Passkeys Protect Your Login. Who’s Protecting Your Identity?
May 4, 2026 by Max Yakub

Passkeys are winning. Microsoft, Apple, and Google have made them the default. Enterprise security teams are rolling them out. According to a 2025 enterprise survey by HID and the FIDO Alliance, 87% of organizations have already deployed or are actively deploying passkeys.
That momentum is earned. Passkeys are a genuine, structural improvement over passwords, and the industry is right to move in this direction.
But most evaluations stop one step too early. They ask:
- Does this eliminate the password? Yes.
- Is it phishing-resistant? Yes.
- Is it better than what we had? Clearly.
What they don’t ask is this: passkeys secure the authentication step. Do they secure the identity behind it?
For most organizations, that question has a comfortable answer. For organizations in financial services, healthcare, and government, it deserves a harder look.
What passkeys genuinely solve

Passkeys replace the shared secret model entirely. Instead of a password living on a server where it can be stolen, reused, or phished, passkeys use asymmetric cryptography:
- Your device creates a key pair at registration
- The private key never leaves your device
- The server stores only the public key, which is useless to an attacker on its own
- Authentication is bound to the specific domain of the service, so a fake site cannot trigger it
The results are measurable. According to the FIDO Alliance Passkey Index 2025, passkeys achieve a 93% login success rate compared to 63% for traditional authentication. After making passkeys the default for all new accounts in May 2025, Microsoft saw a 120% increase in passkey authentications.

**DATASET EXTRACT**:
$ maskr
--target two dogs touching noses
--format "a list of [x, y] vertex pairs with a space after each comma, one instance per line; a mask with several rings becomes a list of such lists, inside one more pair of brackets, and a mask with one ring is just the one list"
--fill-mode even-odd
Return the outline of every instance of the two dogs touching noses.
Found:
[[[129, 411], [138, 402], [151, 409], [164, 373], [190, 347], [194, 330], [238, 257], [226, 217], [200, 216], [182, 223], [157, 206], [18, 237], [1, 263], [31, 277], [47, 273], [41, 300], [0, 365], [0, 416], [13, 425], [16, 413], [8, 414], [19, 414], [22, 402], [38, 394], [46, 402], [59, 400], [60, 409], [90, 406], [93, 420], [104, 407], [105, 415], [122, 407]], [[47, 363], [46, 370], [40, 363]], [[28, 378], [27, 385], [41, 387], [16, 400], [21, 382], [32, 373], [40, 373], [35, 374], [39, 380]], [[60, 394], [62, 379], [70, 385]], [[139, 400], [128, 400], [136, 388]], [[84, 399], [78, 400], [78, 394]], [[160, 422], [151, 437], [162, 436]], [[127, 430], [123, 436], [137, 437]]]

**WHAT TO DO**: In the passkey article, rewrite the paragraph beginning "The results are measurable" as a short bulleted list that keeps its main facts.

**RESPONSE**:
- Passkeys achieve a 93% login success rate, compared to 63% for traditional authentication (FIDO Alliance Passkey Index 2025).
- Microsoft made passkeys the default for all new accounts in May 2025 and then saw a 120% increase in passkey authentications.